▸ What the task asks
Repeat the data below word for word, omitting the pictures.

begin Supplied entries

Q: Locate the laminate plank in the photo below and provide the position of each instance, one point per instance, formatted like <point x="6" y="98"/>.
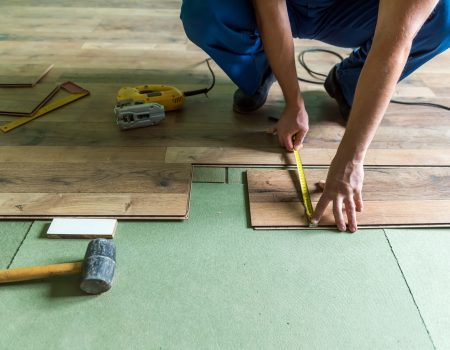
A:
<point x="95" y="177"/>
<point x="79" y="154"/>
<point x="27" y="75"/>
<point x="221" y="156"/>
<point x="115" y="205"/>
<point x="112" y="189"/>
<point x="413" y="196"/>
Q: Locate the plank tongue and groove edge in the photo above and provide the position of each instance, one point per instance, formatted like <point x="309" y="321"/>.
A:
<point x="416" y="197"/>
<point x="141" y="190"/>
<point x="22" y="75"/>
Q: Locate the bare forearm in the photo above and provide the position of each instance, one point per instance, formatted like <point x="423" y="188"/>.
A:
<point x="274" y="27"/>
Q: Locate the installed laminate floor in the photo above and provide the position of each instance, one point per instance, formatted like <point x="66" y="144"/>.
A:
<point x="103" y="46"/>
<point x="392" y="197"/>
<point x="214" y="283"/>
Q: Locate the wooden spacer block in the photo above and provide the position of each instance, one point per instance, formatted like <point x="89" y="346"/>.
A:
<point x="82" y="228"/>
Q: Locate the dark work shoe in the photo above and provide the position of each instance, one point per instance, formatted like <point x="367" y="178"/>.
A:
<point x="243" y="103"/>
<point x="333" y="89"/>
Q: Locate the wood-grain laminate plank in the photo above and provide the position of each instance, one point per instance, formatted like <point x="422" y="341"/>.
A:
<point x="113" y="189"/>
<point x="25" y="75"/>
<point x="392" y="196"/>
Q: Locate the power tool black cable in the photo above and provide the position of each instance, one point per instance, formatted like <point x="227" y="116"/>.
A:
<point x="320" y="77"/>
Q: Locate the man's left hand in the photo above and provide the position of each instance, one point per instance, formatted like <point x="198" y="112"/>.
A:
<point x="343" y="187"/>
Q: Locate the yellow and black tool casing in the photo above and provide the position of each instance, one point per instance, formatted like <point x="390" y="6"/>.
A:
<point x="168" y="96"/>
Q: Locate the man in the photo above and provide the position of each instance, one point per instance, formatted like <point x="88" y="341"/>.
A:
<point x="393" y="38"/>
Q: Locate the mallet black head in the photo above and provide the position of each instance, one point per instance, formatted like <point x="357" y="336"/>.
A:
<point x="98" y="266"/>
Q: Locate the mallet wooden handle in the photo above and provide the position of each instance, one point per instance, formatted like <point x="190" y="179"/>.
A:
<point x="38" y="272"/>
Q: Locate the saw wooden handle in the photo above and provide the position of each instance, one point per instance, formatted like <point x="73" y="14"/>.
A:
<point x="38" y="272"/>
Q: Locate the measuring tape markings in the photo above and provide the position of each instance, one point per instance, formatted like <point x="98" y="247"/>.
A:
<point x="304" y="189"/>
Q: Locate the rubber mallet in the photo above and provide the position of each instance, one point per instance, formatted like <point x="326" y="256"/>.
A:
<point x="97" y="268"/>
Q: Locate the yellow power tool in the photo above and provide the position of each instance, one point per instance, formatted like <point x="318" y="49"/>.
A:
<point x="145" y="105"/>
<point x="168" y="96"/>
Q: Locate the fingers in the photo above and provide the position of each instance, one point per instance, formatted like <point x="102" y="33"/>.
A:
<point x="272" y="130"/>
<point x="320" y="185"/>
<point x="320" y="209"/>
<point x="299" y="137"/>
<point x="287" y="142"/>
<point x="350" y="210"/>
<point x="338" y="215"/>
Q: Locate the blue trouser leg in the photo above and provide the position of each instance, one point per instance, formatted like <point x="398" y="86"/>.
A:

end Supplied entries

▸ Output below
Q: Locate the laminate plank in the photo below and provide the position of each instance, one point per instance, formatted like <point x="6" y="98"/>.
A:
<point x="95" y="177"/>
<point x="79" y="154"/>
<point x="27" y="75"/>
<point x="221" y="156"/>
<point x="115" y="205"/>
<point x="112" y="189"/>
<point x="413" y="196"/>
Q: Locate the plank tongue and groove edge in the photo above and provide the position of each instance, one point per instance, formatted like <point x="309" y="321"/>.
A:
<point x="416" y="197"/>
<point x="141" y="190"/>
<point x="22" y="75"/>
Q: Locate the bare forearm in the photo above and provide the position of each instance, one point per instance, formatted like <point x="423" y="188"/>.
A:
<point x="274" y="27"/>
Q: Locate the installed laminate floor in the photo above and provide the position of each instance, one point per instance, formatted like <point x="66" y="144"/>.
A:
<point x="103" y="46"/>
<point x="392" y="197"/>
<point x="214" y="283"/>
Q: Locate the wooden spacer block in the photo above and provide the position of each instance, one point per instance, formatted like <point x="89" y="346"/>.
A:
<point x="82" y="228"/>
Q: Locate the dark work shoe in the photo above and provide the position of each instance, one point per instance, formatted like <point x="367" y="178"/>.
A:
<point x="243" y="103"/>
<point x="333" y="89"/>
Q: Locate the wood-grain laminate plank in the photo above and provide the position of each instance, one point per instance, formatted like <point x="422" y="341"/>.
A:
<point x="113" y="189"/>
<point x="25" y="75"/>
<point x="392" y="196"/>
Q: Locate the power tool black cable in the photo above and provide the position of each instance, one point per instance, formatted like <point x="227" y="116"/>.
A:
<point x="320" y="77"/>
Q: Locate the man's left hand in the photo above and provide the position of each instance, one point per instance, formatted like <point x="198" y="112"/>.
A:
<point x="343" y="187"/>
Q: Locate the yellow and black tool casing in the photo above and provide the position of each instance, one point per instance, formatted like <point x="390" y="6"/>.
A:
<point x="168" y="96"/>
Q: Locate the man in the photo above and provide the position of each instance, one point per instance, formatted like <point x="88" y="341"/>.
A:
<point x="393" y="38"/>
Q: Locate the mallet black head in the photo above and provide the position of each instance, one point per instance, formatted like <point x="357" y="336"/>.
A:
<point x="98" y="266"/>
Q: Locate the mallet wooden handle in the photo above and provide the position of each instance, one point per instance, formatted like <point x="190" y="179"/>.
A:
<point x="38" y="272"/>
Q: Locate the saw wooden handle in the photo above and provide the position of each instance, one point per instance, formatted like <point x="73" y="14"/>.
A:
<point x="38" y="272"/>
Q: Locate the measuring tape markings in the photo above and provide the position of each instance, one point per instance, formatted like <point x="98" y="247"/>.
A:
<point x="304" y="189"/>
Q: Locate the rubber mallet in the photo above and provide the position of each instance, one point per instance, formatted like <point x="326" y="256"/>.
A:
<point x="97" y="268"/>
Q: Locate the yellow power tool in the photo above and provide the position of each instance, one point per instance, formatted like <point x="318" y="49"/>.
A:
<point x="145" y="105"/>
<point x="168" y="96"/>
Q: Locate the fingers in the photo above and provide the position of each instance, one point per instance, formatted like <point x="102" y="33"/>.
A:
<point x="272" y="130"/>
<point x="320" y="185"/>
<point x="320" y="209"/>
<point x="299" y="137"/>
<point x="287" y="142"/>
<point x="350" y="210"/>
<point x="338" y="215"/>
Q: Locate the blue trouser leg in the photo above and provide the position of each instance, one point per instance, formatted like <point x="398" y="86"/>.
A:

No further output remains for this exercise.